_The task_
Return the entries below word for word, everything from the line containing "For this dataset, tag each instance of the mud" down to the line containing "[[243, 187], [49, 358], [729, 253], [268, 337], [688, 379]]", with both of those lines included.

[START]

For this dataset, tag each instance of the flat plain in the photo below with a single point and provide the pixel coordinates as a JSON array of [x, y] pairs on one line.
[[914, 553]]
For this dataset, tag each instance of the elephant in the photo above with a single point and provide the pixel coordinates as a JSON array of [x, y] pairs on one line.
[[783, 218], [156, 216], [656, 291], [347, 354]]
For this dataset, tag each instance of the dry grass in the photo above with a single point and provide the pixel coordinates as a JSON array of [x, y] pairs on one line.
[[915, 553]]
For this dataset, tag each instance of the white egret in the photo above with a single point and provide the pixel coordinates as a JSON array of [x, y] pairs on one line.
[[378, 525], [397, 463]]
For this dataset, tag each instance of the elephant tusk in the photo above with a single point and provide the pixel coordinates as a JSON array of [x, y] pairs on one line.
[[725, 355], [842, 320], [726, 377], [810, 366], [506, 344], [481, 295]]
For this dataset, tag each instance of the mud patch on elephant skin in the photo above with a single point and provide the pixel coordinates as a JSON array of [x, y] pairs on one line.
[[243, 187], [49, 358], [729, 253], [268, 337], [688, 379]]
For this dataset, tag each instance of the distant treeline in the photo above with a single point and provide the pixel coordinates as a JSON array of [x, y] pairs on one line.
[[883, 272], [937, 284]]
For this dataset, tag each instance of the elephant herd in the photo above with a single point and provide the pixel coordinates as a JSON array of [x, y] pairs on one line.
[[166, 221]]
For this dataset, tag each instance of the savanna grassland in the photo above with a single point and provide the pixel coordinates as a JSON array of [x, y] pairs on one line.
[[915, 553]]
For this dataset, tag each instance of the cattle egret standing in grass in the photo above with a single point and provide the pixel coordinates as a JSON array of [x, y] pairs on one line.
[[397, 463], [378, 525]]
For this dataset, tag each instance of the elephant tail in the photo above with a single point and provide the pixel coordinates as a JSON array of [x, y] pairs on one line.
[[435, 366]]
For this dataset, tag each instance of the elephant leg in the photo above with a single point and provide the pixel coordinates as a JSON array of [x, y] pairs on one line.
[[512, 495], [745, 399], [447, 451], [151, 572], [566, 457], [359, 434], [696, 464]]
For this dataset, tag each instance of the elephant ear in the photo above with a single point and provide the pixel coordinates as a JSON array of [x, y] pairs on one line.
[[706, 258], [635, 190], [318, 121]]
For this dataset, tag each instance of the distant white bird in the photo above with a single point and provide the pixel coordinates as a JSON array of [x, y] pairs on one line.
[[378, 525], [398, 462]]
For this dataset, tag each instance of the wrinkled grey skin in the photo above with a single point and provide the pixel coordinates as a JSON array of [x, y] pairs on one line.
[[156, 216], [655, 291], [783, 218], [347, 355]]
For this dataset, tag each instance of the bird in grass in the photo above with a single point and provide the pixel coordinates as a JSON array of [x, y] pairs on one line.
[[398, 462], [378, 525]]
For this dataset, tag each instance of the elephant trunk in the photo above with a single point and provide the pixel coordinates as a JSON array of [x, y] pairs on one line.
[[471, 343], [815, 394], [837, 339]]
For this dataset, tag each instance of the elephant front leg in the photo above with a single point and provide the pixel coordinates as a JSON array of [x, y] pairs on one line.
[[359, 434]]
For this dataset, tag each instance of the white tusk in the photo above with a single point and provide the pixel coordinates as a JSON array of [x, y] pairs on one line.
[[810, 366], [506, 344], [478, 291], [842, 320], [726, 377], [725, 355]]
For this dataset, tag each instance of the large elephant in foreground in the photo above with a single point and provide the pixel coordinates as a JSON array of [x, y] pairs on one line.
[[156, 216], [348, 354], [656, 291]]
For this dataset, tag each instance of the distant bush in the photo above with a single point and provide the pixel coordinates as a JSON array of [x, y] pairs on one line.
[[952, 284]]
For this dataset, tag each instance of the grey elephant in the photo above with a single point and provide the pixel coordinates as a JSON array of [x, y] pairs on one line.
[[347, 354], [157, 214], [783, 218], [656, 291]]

[END]

_Finished answer_
For this dataset, tag each instance of the mud patch on elephant skin in the photo above with a single point and provide the pixel coordinates as a JSON array of [x, y] pairs on one line.
[[243, 187], [49, 358], [729, 253], [268, 337], [688, 379]]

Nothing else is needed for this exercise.